Task
Repeat every entry exactly. Leave nothing out.

Extracted data
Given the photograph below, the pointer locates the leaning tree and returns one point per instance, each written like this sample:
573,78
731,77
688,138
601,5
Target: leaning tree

Response area
Given the photograph below, the pointer locates the leaning tree and returns one point per instance, each written like this sample:
573,78
731,77
688,138
601,5
Target: leaning tree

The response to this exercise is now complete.